▶ Task prompt: Produce an exact copy of the lines from the line containing "Task: pick out the green bowl lid." through the last line of the listing below, both ends included, and nothing else.

(Records contained in a dataset)
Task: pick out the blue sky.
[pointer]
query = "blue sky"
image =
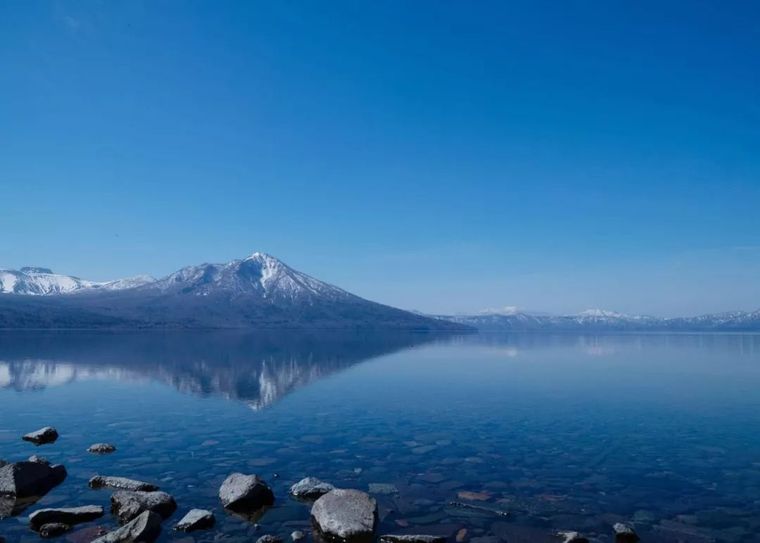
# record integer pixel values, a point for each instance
(441, 156)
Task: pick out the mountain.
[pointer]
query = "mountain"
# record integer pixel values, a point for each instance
(604, 320)
(255, 292)
(35, 281)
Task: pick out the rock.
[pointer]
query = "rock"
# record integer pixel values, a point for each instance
(54, 529)
(101, 448)
(48, 434)
(310, 488)
(196, 519)
(245, 493)
(571, 537)
(345, 515)
(38, 459)
(143, 529)
(624, 533)
(412, 539)
(122, 483)
(70, 516)
(127, 505)
(29, 479)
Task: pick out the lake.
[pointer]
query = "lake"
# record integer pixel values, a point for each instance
(562, 432)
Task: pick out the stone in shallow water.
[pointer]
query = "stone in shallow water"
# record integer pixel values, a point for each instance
(101, 448)
(143, 529)
(412, 539)
(245, 493)
(48, 434)
(29, 479)
(310, 488)
(196, 519)
(122, 483)
(127, 505)
(624, 533)
(345, 515)
(68, 515)
(53, 529)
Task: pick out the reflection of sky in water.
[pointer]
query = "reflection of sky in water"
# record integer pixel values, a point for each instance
(563, 431)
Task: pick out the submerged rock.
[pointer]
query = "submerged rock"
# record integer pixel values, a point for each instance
(101, 448)
(68, 515)
(345, 515)
(29, 479)
(143, 529)
(624, 533)
(412, 539)
(196, 519)
(127, 505)
(122, 483)
(53, 529)
(48, 434)
(245, 493)
(310, 488)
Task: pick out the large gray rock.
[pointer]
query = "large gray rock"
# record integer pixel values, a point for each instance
(624, 533)
(310, 488)
(29, 479)
(127, 505)
(345, 515)
(390, 538)
(245, 493)
(143, 529)
(48, 434)
(122, 483)
(67, 515)
(196, 519)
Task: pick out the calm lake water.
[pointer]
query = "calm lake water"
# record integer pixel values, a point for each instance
(562, 431)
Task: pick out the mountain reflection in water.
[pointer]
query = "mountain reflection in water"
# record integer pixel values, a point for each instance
(257, 368)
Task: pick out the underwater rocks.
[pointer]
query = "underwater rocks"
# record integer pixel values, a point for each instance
(121, 483)
(29, 479)
(101, 448)
(196, 519)
(345, 515)
(69, 515)
(245, 493)
(48, 434)
(145, 528)
(310, 488)
(127, 505)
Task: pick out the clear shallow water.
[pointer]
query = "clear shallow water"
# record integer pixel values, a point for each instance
(564, 432)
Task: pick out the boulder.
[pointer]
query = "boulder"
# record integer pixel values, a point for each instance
(245, 493)
(196, 519)
(68, 515)
(310, 488)
(345, 515)
(624, 533)
(29, 479)
(412, 539)
(101, 448)
(48, 434)
(54, 529)
(127, 505)
(143, 529)
(122, 483)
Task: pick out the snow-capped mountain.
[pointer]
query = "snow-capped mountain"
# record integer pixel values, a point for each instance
(34, 281)
(258, 291)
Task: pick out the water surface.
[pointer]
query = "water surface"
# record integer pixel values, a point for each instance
(563, 432)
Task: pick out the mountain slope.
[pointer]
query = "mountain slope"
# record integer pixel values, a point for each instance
(256, 292)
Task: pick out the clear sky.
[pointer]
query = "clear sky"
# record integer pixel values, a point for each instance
(440, 156)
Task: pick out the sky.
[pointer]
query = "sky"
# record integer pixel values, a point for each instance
(439, 156)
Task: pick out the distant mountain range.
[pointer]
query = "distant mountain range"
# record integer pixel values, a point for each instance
(255, 292)
(603, 320)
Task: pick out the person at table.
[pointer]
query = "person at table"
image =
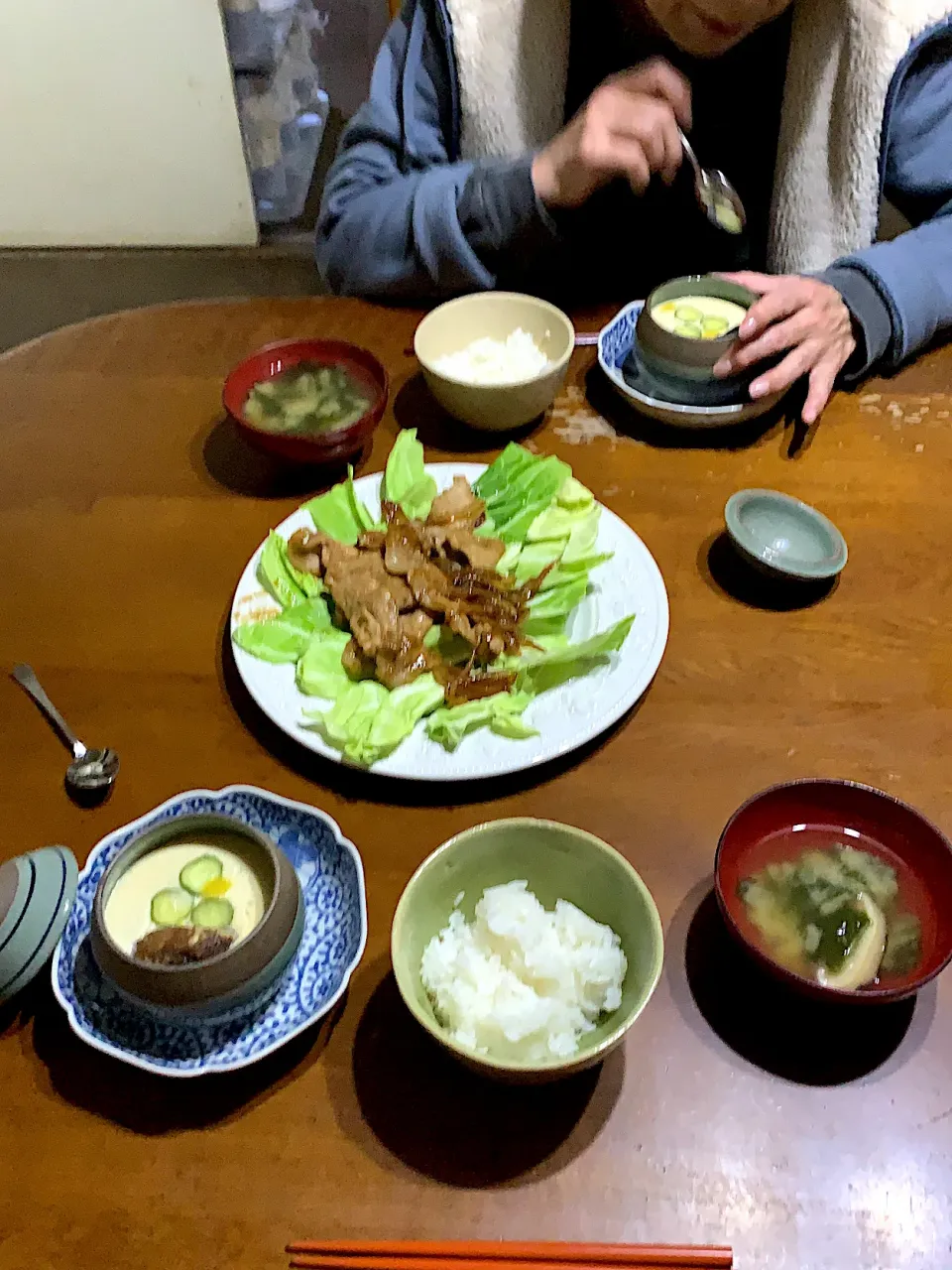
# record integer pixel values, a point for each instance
(461, 172)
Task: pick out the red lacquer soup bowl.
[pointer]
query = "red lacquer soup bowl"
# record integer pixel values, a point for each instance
(333, 445)
(783, 821)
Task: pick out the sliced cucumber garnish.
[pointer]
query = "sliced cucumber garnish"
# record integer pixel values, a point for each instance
(212, 912)
(171, 907)
(198, 873)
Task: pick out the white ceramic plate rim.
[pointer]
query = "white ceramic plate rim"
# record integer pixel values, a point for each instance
(483, 754)
(134, 1060)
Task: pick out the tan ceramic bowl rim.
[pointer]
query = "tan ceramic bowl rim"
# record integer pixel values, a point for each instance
(484, 298)
(221, 822)
(581, 1053)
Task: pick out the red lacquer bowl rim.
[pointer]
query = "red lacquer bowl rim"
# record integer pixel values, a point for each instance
(329, 445)
(726, 903)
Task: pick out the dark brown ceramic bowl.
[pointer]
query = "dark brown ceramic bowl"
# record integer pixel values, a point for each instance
(892, 829)
(238, 976)
(680, 359)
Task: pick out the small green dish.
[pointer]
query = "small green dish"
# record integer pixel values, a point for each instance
(36, 897)
(558, 862)
(782, 535)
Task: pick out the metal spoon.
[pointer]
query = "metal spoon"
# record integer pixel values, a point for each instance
(90, 769)
(719, 199)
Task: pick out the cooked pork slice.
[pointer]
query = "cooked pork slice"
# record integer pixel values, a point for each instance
(463, 684)
(461, 545)
(365, 594)
(457, 506)
(306, 550)
(404, 657)
(372, 540)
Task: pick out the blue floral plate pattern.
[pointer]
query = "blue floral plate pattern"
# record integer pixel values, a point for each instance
(616, 341)
(333, 943)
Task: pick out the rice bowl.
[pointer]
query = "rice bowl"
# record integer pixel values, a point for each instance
(557, 861)
(521, 982)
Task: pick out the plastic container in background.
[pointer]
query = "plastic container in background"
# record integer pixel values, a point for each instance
(257, 32)
(284, 116)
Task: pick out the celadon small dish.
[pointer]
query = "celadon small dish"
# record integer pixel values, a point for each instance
(784, 536)
(36, 897)
(558, 862)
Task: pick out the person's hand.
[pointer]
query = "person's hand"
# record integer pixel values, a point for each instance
(629, 127)
(803, 316)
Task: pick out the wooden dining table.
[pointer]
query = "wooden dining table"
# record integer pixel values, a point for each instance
(807, 1137)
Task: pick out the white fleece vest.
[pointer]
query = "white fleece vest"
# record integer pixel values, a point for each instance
(513, 60)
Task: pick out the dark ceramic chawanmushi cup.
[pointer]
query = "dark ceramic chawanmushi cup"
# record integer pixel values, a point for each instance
(243, 974)
(682, 365)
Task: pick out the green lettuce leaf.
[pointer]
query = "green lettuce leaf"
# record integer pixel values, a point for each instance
(285, 636)
(280, 578)
(560, 601)
(538, 672)
(367, 722)
(502, 714)
(272, 640)
(320, 672)
(504, 468)
(340, 513)
(405, 479)
(517, 488)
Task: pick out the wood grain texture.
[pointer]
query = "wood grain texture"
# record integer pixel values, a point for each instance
(809, 1141)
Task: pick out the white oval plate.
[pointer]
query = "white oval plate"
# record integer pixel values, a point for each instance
(566, 716)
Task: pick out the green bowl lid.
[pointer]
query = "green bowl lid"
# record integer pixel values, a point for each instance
(37, 893)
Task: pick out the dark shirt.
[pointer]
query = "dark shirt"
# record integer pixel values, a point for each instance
(662, 234)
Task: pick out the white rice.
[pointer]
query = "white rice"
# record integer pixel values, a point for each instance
(521, 983)
(495, 361)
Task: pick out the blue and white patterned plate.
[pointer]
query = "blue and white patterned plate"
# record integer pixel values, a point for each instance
(333, 943)
(615, 343)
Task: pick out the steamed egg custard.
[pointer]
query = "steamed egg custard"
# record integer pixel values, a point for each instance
(834, 915)
(185, 902)
(698, 317)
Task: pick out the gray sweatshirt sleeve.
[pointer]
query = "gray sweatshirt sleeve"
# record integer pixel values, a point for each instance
(900, 293)
(400, 217)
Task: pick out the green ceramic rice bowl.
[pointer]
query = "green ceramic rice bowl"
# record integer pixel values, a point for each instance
(558, 862)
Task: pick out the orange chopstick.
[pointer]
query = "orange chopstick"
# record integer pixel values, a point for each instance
(474, 1255)
(642, 1259)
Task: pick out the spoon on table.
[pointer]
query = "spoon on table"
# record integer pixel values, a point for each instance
(719, 199)
(90, 770)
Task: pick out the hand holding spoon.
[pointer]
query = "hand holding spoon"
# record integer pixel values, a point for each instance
(719, 199)
(90, 770)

▶ Task solution:
Task: pick out the green bowl lid.
[pointer]
query = "green bowl lid"
# record integer pixel values, a point for each instance
(37, 893)
Task: pick out the dark shirt.
[pointer]
query = "dark shirt"
# record integer pixel values, a point for each instance
(662, 234)
Task: pick out the white rice.
[pointer]
query = "white rice"
# record integer pixel values, a point for each instance
(521, 983)
(495, 361)
Task: pick out the blue and white patterned plate.
[pointer]
query = "blue and white patterned plate"
# record integer pixel values, a point for each instance
(333, 943)
(615, 343)
Task: pick out the steamed egg custard.
[pointer]
query = "steamed egg custard"
# record integer pixel values, a point for each instance
(834, 915)
(185, 902)
(698, 317)
Task: pick out the gray sweatshirt sleeve.
[pointer]
query = "gray sweatshirt sleeve"
# record integer pixel values, a point for each instance
(900, 293)
(400, 217)
Task: pick out the green ceramic rice bowl.
[pointer]
query = "green ceramic rice bowl"
# record integer pixel values, a point for each instance
(558, 862)
Task: pick out the orange chopstick.
[pointer]
query = "orange chopstick"
# record integer pixel values, a point for each instance
(474, 1255)
(642, 1259)
Task: pick out the spoon on table.
[pointer]
query = "spoon on table"
# record integer pixel values, a point for each instance
(719, 199)
(90, 770)
Task: pick out the hand holding spoon.
[pointer]
query = "hand holding spoon"
# record integer pixel values, a point for each instance
(719, 199)
(90, 770)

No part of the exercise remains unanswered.